-- DIRECTIONS FOR THIS TASK --
Retype the line containing "of the sunlit" and each later line through the end of the listing, exactly as written, with no other lines.

------ MATERIAL FOR THE TASK ------

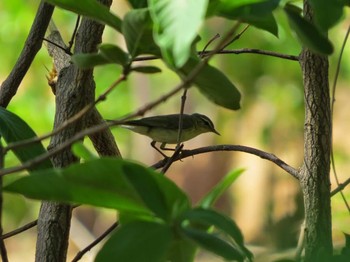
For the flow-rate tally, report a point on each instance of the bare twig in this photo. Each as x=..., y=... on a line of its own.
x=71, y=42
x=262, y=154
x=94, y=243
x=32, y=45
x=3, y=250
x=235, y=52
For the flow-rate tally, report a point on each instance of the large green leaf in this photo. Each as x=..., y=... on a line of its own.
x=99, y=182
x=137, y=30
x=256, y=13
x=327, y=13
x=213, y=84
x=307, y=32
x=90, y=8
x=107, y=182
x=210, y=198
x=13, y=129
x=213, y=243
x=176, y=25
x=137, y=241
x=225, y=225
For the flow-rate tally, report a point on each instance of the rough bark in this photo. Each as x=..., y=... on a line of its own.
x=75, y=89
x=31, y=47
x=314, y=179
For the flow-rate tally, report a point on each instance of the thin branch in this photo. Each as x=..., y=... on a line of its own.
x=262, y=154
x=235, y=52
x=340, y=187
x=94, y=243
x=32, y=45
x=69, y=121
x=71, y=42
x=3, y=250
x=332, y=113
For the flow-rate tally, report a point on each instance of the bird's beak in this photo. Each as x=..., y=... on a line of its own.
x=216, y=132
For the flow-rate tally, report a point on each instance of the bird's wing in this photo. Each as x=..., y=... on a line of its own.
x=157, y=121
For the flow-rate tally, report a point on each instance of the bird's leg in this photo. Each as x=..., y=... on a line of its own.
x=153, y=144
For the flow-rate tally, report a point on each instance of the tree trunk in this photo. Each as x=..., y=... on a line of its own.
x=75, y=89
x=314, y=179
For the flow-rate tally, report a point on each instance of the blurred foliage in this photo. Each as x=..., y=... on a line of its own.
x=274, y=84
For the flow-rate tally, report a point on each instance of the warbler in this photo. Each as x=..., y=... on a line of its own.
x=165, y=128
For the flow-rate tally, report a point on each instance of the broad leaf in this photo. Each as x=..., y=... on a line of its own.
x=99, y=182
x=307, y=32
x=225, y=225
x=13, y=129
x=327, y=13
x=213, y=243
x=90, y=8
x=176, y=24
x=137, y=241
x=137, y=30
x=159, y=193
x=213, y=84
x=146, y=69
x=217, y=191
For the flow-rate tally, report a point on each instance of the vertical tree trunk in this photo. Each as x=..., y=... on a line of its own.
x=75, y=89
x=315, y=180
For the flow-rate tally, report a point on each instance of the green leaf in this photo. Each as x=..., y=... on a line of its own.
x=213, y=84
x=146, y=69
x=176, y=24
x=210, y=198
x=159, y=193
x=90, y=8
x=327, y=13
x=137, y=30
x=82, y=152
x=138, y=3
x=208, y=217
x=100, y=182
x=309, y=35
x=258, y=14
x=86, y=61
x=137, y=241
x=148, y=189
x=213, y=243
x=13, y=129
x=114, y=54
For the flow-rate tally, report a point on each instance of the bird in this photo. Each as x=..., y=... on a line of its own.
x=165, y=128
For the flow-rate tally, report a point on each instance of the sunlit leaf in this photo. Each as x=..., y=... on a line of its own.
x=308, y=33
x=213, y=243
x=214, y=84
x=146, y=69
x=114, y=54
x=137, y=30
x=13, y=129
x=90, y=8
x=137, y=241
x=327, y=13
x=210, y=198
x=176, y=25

------

-- SOLUTION TO THE EXERCISE --
For the flow-rate tally, report a point on each instance of the sunlit leaf in this photo. Each as x=..., y=... on a line of its own.
x=308, y=33
x=213, y=243
x=214, y=84
x=146, y=69
x=114, y=54
x=137, y=30
x=13, y=129
x=90, y=8
x=137, y=241
x=327, y=13
x=210, y=198
x=176, y=25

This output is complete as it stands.